During the Bush Administration, cries that the feds weren’t doing enough about immigration were not as fierce as recent overblown claims. Increasingly, you will see right wing pundits strike the theme that the states must act independently of the federal government because the Democrat soc i alist government simply cannot be trusted to execute the will of the people about anything. This will then allow the GOP congress critters to rationalize their obstructionist tactics.
Even when the Republicans privately agree with the Democrats, they will still play to the tea bagger Galt fantasy for the political PR.
DougJ
@Martin:
That’s an interesting point.
I still say Perry is smart to stay away from the immigration issue, though.
PanAmerican
There are now 1,605,844 voting age naturalized citizens and U.S. born children of immigrants in Illinois, 19% of the entire citizen voting age population.
Martin
@Zifnab25: The really big hurdle for the Dems is that amnesty is only going to be popular if unemployment drops significantly. Dems can address that in a pragmatic way by phasing in amnesty and requiring various things be done that will drag out the process, but the jobs MUST show up for this to work.
The timing isn’t great for them. By comparison, the timing is awesome for energy. My guess is they’re mostly just floating trial balloons on immigration to force the GOP to take sides before November, but nothing really will come of it except possibly a clearer national opinion on Arizona.
t jasper parnell
@DougJ: Why on earth would it be necessary to be on the same track. Might it not be possible that on this issue, as on nearly any other one, debate is better than echo? Or did I miss the melding of DougJ and JC into one Borg like entity, which looks — I assume — likie Tunch.
Brandon
Vacationing in Switzerland? What would Cokie Roberts say? But I guess it’s nit “foreign”, like Hawaii. You’d think that in the middle of a recession, red meat politicians like this would spend their vacation dollars in dollars. I guess this is one of those thing Republicans can get away with, but Dems cannot.

▶ Written exercise 1: In the listing below, find every line that contains the word "water" and copy each such line.

▶ Materials provided:
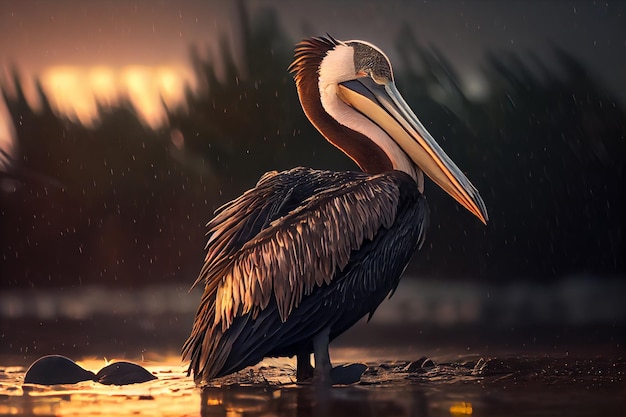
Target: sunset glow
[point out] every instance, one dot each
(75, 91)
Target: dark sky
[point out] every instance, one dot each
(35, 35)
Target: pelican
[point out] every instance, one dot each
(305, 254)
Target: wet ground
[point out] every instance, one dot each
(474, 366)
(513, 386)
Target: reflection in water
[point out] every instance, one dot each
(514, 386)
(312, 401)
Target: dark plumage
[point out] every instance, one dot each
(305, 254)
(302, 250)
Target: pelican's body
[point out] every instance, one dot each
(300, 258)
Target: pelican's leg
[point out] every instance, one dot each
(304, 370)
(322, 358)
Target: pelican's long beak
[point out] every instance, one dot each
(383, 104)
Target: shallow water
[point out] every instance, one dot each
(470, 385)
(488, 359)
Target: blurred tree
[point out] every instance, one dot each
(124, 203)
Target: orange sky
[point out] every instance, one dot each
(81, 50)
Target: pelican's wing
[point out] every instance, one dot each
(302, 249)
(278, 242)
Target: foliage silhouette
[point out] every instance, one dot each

...

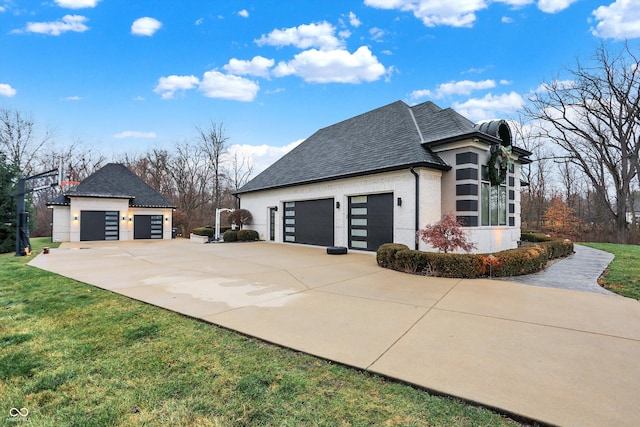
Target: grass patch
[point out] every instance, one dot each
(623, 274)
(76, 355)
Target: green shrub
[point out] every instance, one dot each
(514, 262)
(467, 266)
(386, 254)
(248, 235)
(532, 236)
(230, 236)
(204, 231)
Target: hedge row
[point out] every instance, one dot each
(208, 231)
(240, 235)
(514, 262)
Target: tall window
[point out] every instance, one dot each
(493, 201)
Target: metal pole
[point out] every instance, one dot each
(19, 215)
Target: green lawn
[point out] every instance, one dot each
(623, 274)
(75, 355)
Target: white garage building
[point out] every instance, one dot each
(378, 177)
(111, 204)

▶ Written exercise 2: Quote the immigration-politics comment thread from "During the Bush" up to and including "the political PR.".

▶ Full response 1:
Target: reflection in water
Target: shallow water

▶ Full response 2:
During the Bush Administration, cries that the feds weren’t doing enough about immigration were not as fierce as recent overblown claims. Increasingly, you will see right wing pundits strike the theme that the states must act independently of the federal government because the Democrat soc i alist government simply cannot be trusted to execute the will of the people about anything. This will then allow the GOP congress critters to rationalize their obstructionist tactics.
Even when the Republicans privately agree with the Democrats, they will still play to the tea bagger Galt fantasy for the political PR.